▶ _DATA FOR THIS EXERCISE_
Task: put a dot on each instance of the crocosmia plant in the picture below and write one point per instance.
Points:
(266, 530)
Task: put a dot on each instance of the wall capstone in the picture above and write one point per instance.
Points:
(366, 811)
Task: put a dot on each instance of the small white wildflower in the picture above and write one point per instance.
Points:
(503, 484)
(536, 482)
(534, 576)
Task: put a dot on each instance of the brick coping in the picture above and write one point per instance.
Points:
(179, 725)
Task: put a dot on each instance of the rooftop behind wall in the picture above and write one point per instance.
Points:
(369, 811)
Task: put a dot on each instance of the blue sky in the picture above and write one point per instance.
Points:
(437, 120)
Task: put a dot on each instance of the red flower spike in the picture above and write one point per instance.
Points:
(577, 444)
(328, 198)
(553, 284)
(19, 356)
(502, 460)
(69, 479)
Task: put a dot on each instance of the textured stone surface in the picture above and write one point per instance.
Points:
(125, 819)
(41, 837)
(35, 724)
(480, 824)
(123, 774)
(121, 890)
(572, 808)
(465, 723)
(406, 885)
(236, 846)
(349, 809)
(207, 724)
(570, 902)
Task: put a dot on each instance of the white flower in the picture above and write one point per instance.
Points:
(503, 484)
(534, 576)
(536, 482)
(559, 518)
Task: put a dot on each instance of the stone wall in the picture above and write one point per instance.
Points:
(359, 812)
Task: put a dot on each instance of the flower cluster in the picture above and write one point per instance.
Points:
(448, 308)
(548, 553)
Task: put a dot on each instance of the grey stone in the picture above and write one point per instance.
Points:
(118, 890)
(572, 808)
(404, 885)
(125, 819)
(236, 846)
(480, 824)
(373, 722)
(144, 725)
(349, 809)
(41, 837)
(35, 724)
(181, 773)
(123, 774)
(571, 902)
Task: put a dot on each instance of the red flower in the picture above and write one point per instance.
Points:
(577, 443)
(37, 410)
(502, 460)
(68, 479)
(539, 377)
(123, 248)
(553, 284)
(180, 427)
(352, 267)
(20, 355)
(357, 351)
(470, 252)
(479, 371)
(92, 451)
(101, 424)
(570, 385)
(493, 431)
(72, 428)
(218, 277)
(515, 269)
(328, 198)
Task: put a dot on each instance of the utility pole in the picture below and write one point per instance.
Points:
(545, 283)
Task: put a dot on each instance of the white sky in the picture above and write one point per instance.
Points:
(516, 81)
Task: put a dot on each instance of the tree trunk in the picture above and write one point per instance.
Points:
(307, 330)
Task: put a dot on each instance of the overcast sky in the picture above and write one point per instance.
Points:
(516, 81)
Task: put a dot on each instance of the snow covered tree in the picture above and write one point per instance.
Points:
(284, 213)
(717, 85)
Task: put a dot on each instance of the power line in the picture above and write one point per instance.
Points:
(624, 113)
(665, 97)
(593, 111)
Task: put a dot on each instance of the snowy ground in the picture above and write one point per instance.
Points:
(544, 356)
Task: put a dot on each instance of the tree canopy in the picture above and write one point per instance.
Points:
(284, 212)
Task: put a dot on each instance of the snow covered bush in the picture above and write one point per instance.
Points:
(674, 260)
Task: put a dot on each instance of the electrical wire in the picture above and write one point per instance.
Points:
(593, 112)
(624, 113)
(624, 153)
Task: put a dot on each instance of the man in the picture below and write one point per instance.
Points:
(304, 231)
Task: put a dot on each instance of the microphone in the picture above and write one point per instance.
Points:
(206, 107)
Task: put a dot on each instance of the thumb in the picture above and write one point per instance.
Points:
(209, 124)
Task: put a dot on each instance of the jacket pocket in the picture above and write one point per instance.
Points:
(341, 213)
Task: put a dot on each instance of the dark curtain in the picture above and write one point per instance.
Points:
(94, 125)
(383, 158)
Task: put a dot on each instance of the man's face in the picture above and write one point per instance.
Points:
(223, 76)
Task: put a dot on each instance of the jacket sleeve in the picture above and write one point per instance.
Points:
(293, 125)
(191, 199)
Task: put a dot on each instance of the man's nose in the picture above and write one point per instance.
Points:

▶ _TASK ITEM_
For each line of the entries that includes "jacket", show that line.

▶ _YOUR SOLUTION_
Task: put a dot on each instance of the jacket pocket in the picture above and write one point per instance.
Task: put a dot on each instance of the jacket sleeve in the picture above and write one point per instance.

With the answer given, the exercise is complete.